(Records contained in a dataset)

☆ ☆ ☆ ☆ ☆

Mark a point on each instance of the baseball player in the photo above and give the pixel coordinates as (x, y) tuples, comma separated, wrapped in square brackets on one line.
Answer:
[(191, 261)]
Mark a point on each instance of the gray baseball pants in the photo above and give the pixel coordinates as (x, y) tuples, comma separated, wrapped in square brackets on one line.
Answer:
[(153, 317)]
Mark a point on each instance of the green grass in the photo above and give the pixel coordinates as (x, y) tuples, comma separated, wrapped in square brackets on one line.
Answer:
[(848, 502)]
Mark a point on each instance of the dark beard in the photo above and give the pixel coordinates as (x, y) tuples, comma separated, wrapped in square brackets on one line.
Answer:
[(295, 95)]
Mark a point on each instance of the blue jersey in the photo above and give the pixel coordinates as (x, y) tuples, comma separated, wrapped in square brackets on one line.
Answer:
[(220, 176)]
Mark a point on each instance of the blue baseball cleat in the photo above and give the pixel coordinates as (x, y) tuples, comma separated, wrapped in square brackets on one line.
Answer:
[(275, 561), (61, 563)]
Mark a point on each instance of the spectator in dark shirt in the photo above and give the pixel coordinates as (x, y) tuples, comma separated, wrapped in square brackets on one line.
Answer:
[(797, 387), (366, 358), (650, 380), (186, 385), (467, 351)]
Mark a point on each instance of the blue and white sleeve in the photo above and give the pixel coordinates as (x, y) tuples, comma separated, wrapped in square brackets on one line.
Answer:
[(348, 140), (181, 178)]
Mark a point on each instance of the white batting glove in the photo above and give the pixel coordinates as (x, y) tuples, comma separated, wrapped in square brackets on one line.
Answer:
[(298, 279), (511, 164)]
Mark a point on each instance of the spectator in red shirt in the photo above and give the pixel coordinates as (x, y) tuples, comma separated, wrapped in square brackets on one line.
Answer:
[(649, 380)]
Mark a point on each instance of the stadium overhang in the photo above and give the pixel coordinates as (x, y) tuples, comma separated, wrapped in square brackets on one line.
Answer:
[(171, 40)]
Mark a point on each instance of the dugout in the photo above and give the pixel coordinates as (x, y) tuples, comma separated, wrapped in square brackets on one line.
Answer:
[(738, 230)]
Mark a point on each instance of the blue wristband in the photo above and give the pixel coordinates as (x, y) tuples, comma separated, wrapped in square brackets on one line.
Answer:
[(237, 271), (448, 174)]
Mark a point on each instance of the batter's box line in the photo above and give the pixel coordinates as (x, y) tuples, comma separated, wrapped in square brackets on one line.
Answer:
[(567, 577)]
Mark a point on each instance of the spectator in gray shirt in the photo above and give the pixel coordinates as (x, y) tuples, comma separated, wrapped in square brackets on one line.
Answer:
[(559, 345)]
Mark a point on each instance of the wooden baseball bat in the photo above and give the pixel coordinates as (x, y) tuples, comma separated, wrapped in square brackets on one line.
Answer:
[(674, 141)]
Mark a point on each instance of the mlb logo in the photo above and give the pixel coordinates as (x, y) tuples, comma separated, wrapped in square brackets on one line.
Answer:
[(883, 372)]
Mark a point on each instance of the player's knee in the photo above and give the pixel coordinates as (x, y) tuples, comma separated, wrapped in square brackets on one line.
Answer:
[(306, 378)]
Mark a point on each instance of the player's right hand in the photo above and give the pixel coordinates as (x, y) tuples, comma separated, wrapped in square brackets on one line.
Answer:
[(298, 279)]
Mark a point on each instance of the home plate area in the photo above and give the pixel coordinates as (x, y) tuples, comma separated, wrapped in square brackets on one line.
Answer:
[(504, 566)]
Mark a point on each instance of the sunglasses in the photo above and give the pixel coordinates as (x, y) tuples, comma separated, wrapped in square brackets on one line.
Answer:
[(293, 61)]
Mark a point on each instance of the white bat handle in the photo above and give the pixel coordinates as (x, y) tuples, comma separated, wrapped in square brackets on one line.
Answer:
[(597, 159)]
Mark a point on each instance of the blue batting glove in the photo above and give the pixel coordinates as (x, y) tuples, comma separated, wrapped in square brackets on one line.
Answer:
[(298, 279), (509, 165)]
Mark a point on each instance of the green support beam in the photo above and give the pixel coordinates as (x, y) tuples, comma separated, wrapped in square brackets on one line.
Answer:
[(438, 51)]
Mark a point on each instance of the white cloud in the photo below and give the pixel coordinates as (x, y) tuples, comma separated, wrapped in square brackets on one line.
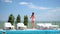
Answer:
[(23, 3), (8, 1)]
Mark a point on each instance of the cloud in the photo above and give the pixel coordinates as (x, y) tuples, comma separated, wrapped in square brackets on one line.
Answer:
[(8, 1), (31, 5)]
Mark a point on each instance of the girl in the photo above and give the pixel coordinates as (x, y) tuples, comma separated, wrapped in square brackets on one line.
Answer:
[(33, 19)]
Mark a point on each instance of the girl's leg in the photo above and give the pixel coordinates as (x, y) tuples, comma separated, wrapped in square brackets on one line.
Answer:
[(32, 24)]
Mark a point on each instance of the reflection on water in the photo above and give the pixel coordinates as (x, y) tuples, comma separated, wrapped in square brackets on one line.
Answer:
[(30, 32)]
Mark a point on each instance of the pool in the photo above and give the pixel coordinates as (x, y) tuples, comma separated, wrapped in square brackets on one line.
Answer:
[(30, 31)]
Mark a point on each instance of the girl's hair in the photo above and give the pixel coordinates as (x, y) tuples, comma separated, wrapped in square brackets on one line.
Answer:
[(32, 13)]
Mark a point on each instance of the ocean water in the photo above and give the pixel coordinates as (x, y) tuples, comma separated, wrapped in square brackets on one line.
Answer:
[(30, 26), (30, 32)]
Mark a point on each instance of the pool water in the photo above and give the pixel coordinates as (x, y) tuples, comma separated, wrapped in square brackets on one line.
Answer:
[(30, 32)]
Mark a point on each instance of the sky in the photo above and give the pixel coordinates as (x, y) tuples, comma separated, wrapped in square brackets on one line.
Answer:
[(44, 10)]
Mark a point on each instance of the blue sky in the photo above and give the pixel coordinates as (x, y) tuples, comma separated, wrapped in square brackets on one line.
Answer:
[(45, 10)]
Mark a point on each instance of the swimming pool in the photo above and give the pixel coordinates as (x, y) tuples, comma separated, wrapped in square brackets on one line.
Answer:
[(30, 31)]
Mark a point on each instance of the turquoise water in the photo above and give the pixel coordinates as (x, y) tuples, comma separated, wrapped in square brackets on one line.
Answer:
[(31, 31)]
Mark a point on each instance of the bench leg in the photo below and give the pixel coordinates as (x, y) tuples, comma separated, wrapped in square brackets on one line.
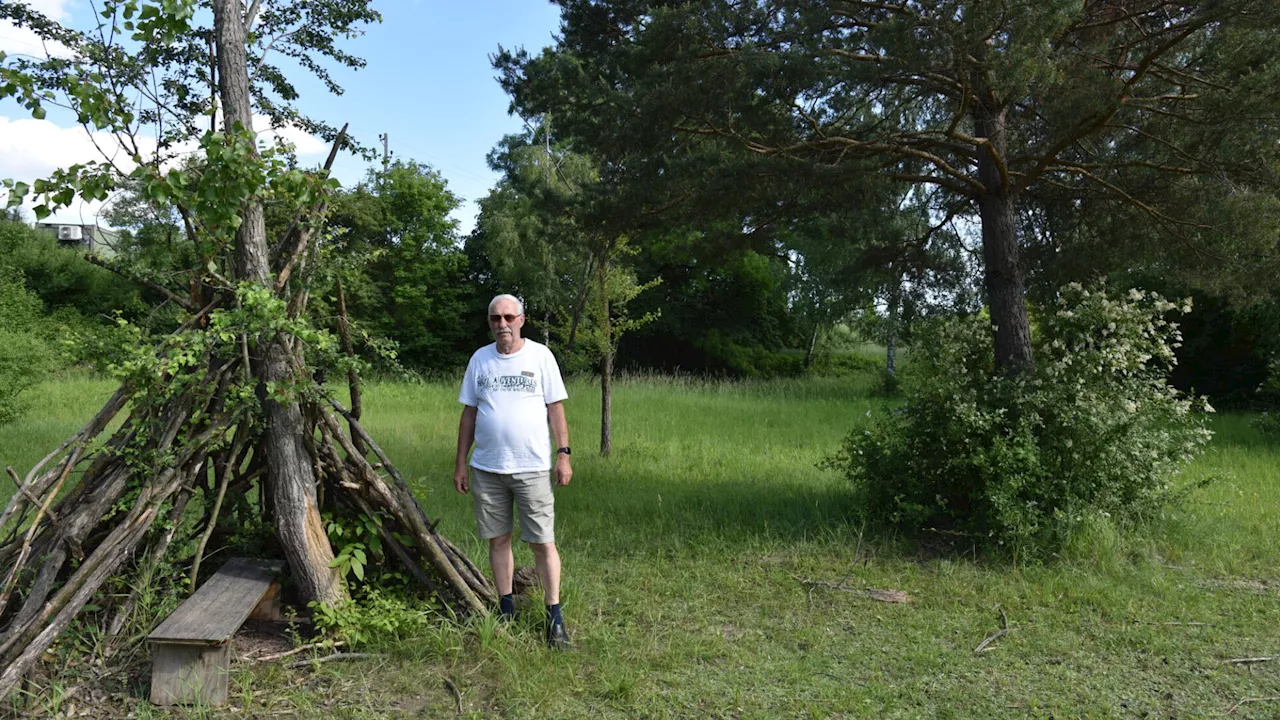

☆ ☆ ☆ ☆ ☆

Problem to work on:
Tally the lines above that contain "glove"; give only the number.

Response below:
2